[What you have to do]:
For each line of the listing, output an exact copy.

======== Dataset records ========

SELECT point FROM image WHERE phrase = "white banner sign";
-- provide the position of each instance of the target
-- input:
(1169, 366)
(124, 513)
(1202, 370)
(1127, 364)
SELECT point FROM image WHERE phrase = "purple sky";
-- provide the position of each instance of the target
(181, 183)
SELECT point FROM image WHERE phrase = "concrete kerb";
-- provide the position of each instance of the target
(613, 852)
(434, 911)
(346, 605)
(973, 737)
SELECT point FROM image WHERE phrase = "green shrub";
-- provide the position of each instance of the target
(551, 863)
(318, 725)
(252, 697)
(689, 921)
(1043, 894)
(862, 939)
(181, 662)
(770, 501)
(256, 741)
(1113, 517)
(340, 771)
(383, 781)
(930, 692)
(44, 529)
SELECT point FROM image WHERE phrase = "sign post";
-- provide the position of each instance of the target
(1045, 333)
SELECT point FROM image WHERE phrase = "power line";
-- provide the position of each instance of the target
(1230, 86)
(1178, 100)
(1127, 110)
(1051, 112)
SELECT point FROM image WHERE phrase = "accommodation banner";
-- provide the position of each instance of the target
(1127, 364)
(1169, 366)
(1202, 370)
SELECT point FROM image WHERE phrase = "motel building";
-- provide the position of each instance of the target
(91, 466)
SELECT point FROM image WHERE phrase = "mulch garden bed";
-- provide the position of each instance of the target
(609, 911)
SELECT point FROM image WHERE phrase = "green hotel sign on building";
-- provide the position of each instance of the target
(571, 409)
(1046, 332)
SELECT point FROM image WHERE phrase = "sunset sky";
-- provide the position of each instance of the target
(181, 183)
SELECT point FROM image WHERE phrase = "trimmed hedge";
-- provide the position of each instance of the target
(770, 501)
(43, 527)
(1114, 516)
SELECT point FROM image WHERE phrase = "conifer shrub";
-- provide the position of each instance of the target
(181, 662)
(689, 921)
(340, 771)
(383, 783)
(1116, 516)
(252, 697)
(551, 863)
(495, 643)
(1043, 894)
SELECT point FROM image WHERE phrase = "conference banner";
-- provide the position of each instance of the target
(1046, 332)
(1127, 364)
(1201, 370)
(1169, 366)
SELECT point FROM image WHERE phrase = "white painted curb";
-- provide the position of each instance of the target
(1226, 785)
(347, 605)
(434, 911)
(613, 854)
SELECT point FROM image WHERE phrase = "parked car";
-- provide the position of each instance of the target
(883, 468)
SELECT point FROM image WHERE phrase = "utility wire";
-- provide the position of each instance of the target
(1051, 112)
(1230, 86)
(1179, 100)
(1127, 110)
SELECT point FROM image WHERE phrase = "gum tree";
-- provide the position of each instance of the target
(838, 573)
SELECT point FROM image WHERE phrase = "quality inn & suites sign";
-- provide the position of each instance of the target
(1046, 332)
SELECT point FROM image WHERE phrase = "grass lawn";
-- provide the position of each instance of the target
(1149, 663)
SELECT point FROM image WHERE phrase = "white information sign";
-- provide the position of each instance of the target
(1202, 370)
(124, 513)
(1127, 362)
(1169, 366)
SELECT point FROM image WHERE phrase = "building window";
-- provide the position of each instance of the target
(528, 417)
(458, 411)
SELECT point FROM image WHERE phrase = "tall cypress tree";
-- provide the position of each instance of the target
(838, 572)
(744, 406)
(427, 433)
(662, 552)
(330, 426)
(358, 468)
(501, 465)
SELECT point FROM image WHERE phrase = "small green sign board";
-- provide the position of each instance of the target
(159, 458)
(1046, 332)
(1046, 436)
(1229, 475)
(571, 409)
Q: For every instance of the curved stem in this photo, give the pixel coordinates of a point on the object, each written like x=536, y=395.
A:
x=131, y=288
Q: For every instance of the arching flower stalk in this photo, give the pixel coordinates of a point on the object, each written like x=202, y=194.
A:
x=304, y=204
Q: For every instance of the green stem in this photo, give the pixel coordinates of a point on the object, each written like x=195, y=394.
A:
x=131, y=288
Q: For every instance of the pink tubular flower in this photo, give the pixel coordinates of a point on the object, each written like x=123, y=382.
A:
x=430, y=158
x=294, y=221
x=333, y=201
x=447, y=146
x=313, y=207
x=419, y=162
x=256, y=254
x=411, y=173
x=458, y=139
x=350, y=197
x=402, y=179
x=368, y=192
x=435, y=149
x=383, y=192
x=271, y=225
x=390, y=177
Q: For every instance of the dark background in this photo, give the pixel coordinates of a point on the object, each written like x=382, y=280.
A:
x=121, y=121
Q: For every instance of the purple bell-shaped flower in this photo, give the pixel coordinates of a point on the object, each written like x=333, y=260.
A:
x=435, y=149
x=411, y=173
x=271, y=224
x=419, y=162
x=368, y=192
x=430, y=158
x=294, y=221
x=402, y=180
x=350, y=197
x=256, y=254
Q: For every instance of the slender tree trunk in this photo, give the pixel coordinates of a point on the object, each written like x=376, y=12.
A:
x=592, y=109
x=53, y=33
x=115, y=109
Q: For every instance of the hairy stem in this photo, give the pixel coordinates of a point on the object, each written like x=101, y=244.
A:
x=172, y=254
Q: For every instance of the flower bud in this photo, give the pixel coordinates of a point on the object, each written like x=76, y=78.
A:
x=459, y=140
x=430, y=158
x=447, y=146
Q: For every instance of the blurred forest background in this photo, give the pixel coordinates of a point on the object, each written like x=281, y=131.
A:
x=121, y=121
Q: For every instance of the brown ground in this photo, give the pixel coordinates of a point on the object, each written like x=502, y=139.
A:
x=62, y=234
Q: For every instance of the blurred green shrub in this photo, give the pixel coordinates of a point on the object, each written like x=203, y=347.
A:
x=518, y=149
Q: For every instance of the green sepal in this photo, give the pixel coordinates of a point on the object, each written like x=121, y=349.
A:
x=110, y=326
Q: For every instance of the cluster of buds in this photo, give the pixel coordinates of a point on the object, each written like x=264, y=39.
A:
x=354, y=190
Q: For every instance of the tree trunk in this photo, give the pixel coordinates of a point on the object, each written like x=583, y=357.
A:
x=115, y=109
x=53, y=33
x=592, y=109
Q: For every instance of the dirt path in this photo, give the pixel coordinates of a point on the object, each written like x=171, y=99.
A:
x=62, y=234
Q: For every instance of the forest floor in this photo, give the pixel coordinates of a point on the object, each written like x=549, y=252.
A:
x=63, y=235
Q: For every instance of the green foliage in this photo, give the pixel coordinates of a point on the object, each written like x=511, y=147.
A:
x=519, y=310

========

[Response to the task]:
SELECT point FROM image WHERE phrase = "white banner sign";
-- provide the position of each instance of the target
-- input:
(1169, 366)
(124, 513)
(1202, 370)
(1127, 364)
SELECT point FROM image WHERE phrase = "purple sky";
-- provide the position of each instance of the target
(181, 183)
SELECT point FROM image WHERE phrase = "concrete kerb";
-- provide the position of each instance of the target
(613, 852)
(434, 911)
(346, 605)
(973, 737)
SELECT point FROM image WHERE phrase = "green shrub";
-- provide the position of each instance of the target
(551, 863)
(318, 725)
(252, 697)
(689, 921)
(1043, 894)
(862, 939)
(181, 662)
(770, 501)
(256, 741)
(1113, 517)
(340, 771)
(383, 781)
(930, 692)
(44, 529)
SELECT point FROM image WHERE phrase = "sign post";
-- provide the position of each instance of the target
(1045, 333)
SELECT point FROM image WHERE phrase = "power line";
-- provide the position of each instance of the target
(1230, 86)
(1178, 100)
(1127, 110)
(1051, 112)
SELECT point FROM image WHERE phrase = "accommodation banner";
-- provide the position of each instance of the target
(1127, 364)
(1169, 366)
(1202, 370)
SELECT point FROM image WHERE phrase = "motel building";
-- provide the position of each instance of the target
(91, 466)
SELECT point FROM image WHERE phrase = "mulch garden bed";
-- provide the position of each instance of the target
(609, 911)
SELECT point FROM image WHERE phrase = "green hotel sign on building";
-- provide the position of each instance of the target
(571, 409)
(1046, 332)
SELECT point FROM image WHERE phrase = "sunset sky";
-- provide the position of each instance of the target
(181, 183)
SELECT point FROM image WHERE phrase = "trimmed hedge";
-- provide the position of each instance of the target
(770, 501)
(43, 527)
(1114, 516)
SELECT point FROM image WHERE phrase = "conifer shrub";
-- provide the position of each instance of the target
(181, 662)
(689, 921)
(340, 771)
(383, 783)
(1116, 516)
(252, 697)
(551, 863)
(495, 643)
(1043, 894)
SELECT point FROM image WHERE phrase = "conference banner";
-- provide the position of each instance of the target
(1046, 332)
(1127, 364)
(1201, 370)
(1169, 366)
SELECT point FROM image WHERE phrase = "white painted curb";
-- provide the position of each instance of the target
(1226, 785)
(347, 605)
(434, 911)
(613, 854)
SELECT point FROM image WHERE phrase = "parked car";
-- provide the position of each instance of the target
(883, 468)
SELECT point FROM image WHERE phrase = "utility wire";
-- provide the position of each instance of the target
(1051, 112)
(1230, 86)
(1179, 100)
(1127, 110)
SELECT point FROM image WHERE phrase = "gum tree";
-- provide the position of each instance of the target
(838, 573)
SELECT point FROM image WHERE phrase = "quality inn & suites sign";
-- provide the position of each instance of the target
(1046, 332)
SELECT point FROM image WHERE phrase = "grass lawn";
-- provide the position of each instance of the target
(1149, 663)
SELECT point FROM image WHERE phrase = "white information sign";
-- provide the position of each instance of the target
(1202, 370)
(124, 513)
(1127, 362)
(1169, 366)
SELECT point FROM image WHERE phrase = "building window";
-- provide the position of each instance of the target
(528, 417)
(458, 411)
SELECT point FROM image WHERE phrase = "tall cypress tree";
-- provide the position of each instance of the target
(838, 572)
(744, 406)
(427, 433)
(662, 552)
(330, 426)
(358, 468)
(501, 465)
SELECT point FROM image WHERE phrase = "small green sign board";
-- provide the position of each instance of the target
(159, 458)
(1046, 332)
(1046, 436)
(1229, 475)
(571, 409)
Q: For every instance of the curved stem in this photo, give the pixel coordinates of a point on the object, each written like x=536, y=395.
A:
x=131, y=288
Q: For every instance of the arching flower stalk in this photo, give the pixel coordinates of a point on the object, each written like x=202, y=194.
A:
x=304, y=204
Q: For every instance of the green stem in this photo, give the pixel coordinates of a point on the object, each written like x=195, y=394.
A:
x=131, y=288
Q: For every instance of the pink tubular flower in this photo, give the pixel coordinates of a point on the object, each written like x=123, y=382.
A:
x=430, y=158
x=294, y=221
x=333, y=201
x=447, y=146
x=313, y=207
x=419, y=162
x=256, y=254
x=411, y=173
x=458, y=139
x=350, y=197
x=402, y=179
x=368, y=192
x=435, y=149
x=383, y=192
x=271, y=225
x=390, y=177
Q: For every instance of the dark background in this photo, give the pixel coordinates of a point on the object, each written like x=382, y=280.
A:
x=121, y=121
Q: For every instance of the purple bell-shaped flower in this photo, give the pixel coordinates of a point on the object, each written like x=333, y=260.
A:
x=435, y=149
x=411, y=173
x=271, y=224
x=419, y=162
x=368, y=192
x=430, y=158
x=294, y=221
x=402, y=180
x=350, y=197
x=256, y=254
Q: For every instance of the slender tree trunk in this photo, give the pixel coordinates of a point on the object, each written like x=376, y=12.
A:
x=592, y=109
x=53, y=33
x=115, y=109
Q: For every instance of the hairy stem in this photo, give the pixel coordinates of a point on the object, each written like x=101, y=244.
A:
x=172, y=254
Q: For every instance of the flower bud in this photo, give the pixel coordinates of a point on the object, each written like x=76, y=78.
A:
x=459, y=140
x=430, y=158
x=447, y=146
Q: For every instance of the blurred forest background in this photo, give the pixel coordinates of a point on the object, each written like x=281, y=131.
A:
x=121, y=121
Q: For every instance of the brown ground in this photo, give the pixel coordinates of a point on the object, each written like x=502, y=139.
A:
x=62, y=234
Q: For every instance of the blurred green shrub in this photo, give the pixel coordinates of a point on the object, each written like x=203, y=347.
A:
x=518, y=149
Q: For every instance of the green sepal in this photo, give the pixel coordinates of a point on the object, each written like x=121, y=349.
A:
x=110, y=326
Q: For every instance of the cluster of buds in this photo, give the pixel coordinates of a point on the object, each written like x=264, y=39.
A:
x=354, y=190
Q: For every instance of the tree trunk in this photo, give the pixel coordinates of a point on the object, each written like x=583, y=357.
A:
x=115, y=109
x=53, y=33
x=592, y=109
Q: For every instance of the dirt path in this photo, give the pixel coordinates of a point on the object, each written like x=171, y=99.
A:
x=62, y=234
Q: For every instance of the forest floor in this photo, give the pixel coordinates of a point on the object, each written like x=549, y=252.
A:
x=63, y=235
Q: For every instance of the green foliage in this photo, give the pixel coordinates of a point on the object, each written like x=511, y=147.
A:
x=519, y=310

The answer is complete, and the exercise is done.